[RECORDS FOR THIS EXERCISE]
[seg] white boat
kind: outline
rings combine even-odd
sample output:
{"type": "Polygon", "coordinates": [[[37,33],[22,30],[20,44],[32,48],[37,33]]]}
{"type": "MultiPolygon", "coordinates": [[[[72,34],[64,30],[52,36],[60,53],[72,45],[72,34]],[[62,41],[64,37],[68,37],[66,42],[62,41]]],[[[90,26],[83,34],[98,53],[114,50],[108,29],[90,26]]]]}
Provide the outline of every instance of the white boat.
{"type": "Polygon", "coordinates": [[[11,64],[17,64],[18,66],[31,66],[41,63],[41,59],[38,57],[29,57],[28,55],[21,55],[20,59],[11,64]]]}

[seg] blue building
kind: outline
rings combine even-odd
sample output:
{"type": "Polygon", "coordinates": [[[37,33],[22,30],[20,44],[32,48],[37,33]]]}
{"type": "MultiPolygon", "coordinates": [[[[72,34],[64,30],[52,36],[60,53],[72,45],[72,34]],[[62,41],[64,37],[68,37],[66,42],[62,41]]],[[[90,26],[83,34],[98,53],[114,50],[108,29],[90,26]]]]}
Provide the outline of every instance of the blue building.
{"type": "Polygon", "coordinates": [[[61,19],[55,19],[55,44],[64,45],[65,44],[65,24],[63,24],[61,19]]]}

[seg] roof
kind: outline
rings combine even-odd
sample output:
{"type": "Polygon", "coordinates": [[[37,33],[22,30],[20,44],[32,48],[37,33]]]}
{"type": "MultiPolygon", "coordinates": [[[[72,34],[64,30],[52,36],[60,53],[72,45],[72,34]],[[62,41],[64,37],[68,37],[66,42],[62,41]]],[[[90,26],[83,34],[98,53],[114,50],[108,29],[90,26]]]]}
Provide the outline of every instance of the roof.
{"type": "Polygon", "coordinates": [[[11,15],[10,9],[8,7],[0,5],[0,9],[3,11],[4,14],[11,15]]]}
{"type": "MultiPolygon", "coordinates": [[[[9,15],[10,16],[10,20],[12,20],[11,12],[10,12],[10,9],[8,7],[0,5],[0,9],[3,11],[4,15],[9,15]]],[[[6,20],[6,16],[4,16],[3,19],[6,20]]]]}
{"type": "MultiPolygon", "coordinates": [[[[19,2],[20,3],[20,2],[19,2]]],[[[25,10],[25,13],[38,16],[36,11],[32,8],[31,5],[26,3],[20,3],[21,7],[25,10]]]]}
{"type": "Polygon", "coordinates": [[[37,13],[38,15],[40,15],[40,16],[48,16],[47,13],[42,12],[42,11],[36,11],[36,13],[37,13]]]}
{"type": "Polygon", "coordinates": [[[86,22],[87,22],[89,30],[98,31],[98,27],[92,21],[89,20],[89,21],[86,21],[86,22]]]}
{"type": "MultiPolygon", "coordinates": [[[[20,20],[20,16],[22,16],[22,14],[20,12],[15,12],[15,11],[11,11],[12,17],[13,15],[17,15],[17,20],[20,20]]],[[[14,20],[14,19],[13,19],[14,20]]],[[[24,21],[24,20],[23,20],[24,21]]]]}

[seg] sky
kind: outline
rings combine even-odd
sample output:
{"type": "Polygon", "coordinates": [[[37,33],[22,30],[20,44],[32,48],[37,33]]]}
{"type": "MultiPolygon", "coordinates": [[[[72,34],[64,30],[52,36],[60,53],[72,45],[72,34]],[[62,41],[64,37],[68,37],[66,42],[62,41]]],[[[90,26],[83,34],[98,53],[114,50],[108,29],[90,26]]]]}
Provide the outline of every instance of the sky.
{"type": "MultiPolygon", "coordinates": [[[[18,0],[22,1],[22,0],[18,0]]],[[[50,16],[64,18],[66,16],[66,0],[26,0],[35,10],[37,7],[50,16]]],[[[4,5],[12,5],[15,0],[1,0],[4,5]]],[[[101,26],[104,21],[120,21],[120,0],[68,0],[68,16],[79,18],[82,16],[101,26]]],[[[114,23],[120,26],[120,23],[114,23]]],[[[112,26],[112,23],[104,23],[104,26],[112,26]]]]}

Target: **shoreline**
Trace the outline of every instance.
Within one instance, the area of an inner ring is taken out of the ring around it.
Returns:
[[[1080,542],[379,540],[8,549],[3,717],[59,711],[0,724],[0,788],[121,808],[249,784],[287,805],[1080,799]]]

[WHAT IS REQUIRED]
Every entry in the listing must be retyped exactly.

[FINISHED TASK]
[seg] white boat
kind: outline
rings combine even-odd
sample output:
{"type": "Polygon", "coordinates": [[[37,33],[22,30],[20,44],[32,48],[37,33]]]}
{"type": "MultiPolygon", "coordinates": [[[[72,34],[64,30],[52,36],[60,53],[72,45],[72,34]],[[62,41],[64,37],[68,37],[66,42],[62,41]]],[[[90,26],[83,34],[98,53],[114,50],[108,29],[90,26]]]]}
Provide the outline of every instance of the white boat.
{"type": "Polygon", "coordinates": [[[11,64],[17,64],[18,66],[31,66],[41,63],[41,59],[38,57],[29,57],[28,55],[21,55],[20,59],[11,64]]]}

[seg] blue building
kind: outline
rings combine even-odd
sample output:
{"type": "Polygon", "coordinates": [[[37,33],[22,30],[20,44],[32,48],[37,33]]]}
{"type": "MultiPolygon", "coordinates": [[[[72,34],[64,30],[52,36],[60,53],[72,45],[72,34]],[[62,41],[64,37],[68,37],[66,42],[62,41]]],[[[90,26],[83,34],[98,53],[114,50],[108,29],[90,26]]]]}
Provide the outline of every instance of the blue building.
{"type": "Polygon", "coordinates": [[[61,19],[55,19],[55,44],[64,45],[65,44],[65,24],[63,24],[61,19]]]}

[seg] roof
kind: outline
rings combine even-odd
sample output:
{"type": "Polygon", "coordinates": [[[37,33],[22,30],[20,44],[32,48],[37,33]]]}
{"type": "MultiPolygon", "coordinates": [[[[72,34],[64,30],[52,36],[60,53],[72,45],[72,34]],[[62,41],[64,37],[68,37],[66,42],[62,41]]],[[[90,26],[83,34],[98,53],[114,50],[108,29],[90,26]]]]}
Provide the outline of every instance of the roof.
{"type": "Polygon", "coordinates": [[[11,15],[10,9],[8,7],[0,5],[0,9],[3,11],[4,14],[11,15]]]}
{"type": "MultiPolygon", "coordinates": [[[[9,15],[10,16],[10,20],[12,20],[11,12],[10,12],[10,9],[8,7],[0,5],[0,9],[3,11],[4,15],[9,15]]],[[[6,20],[6,16],[4,16],[3,19],[6,20]]]]}
{"type": "MultiPolygon", "coordinates": [[[[19,2],[20,3],[20,2],[19,2]]],[[[25,10],[25,13],[38,16],[36,11],[32,8],[31,5],[26,3],[20,3],[21,7],[25,10]]]]}
{"type": "Polygon", "coordinates": [[[37,13],[38,15],[40,15],[40,16],[48,16],[47,13],[42,12],[42,11],[36,11],[36,13],[37,13]]]}
{"type": "Polygon", "coordinates": [[[86,22],[87,22],[89,30],[98,31],[98,27],[92,21],[89,20],[89,21],[86,21],[86,22]]]}
{"type": "MultiPolygon", "coordinates": [[[[20,20],[20,16],[22,16],[22,14],[20,12],[15,12],[15,11],[11,11],[12,17],[13,15],[17,15],[17,20],[20,20]]],[[[14,20],[14,19],[13,19],[14,20]]],[[[24,21],[24,20],[23,20],[24,21]]]]}

[seg] sky
kind: outline
rings combine even-odd
sample output:
{"type": "Polygon", "coordinates": [[[37,33],[22,30],[20,44],[32,48],[37,33]]]}
{"type": "MultiPolygon", "coordinates": [[[[72,34],[64,30],[52,36],[60,53],[72,45],[72,34]],[[62,41],[64,37],[68,37],[66,42],[62,41]]],[[[90,26],[83,34],[98,53],[114,50],[108,29],[90,26]]]]}
Provide the outline of every instance of the sky.
{"type": "MultiPolygon", "coordinates": [[[[18,0],[22,1],[22,0],[18,0]]],[[[50,16],[64,18],[66,16],[66,0],[26,0],[35,10],[37,7],[50,16]]],[[[4,5],[12,5],[15,0],[1,0],[4,5]]],[[[101,26],[104,21],[120,21],[120,0],[68,0],[68,16],[79,18],[82,16],[101,26]]],[[[114,23],[120,26],[120,23],[114,23]]],[[[112,26],[112,23],[104,23],[104,26],[112,26]]]]}

Target: **shoreline**
Trace the outline of every instance.
Within one instance, the area of an inner ring is taken out of the ring around it.
Returns:
[[[1080,542],[379,540],[8,549],[3,717],[59,711],[0,724],[0,788],[121,808],[249,784],[287,805],[1080,799]]]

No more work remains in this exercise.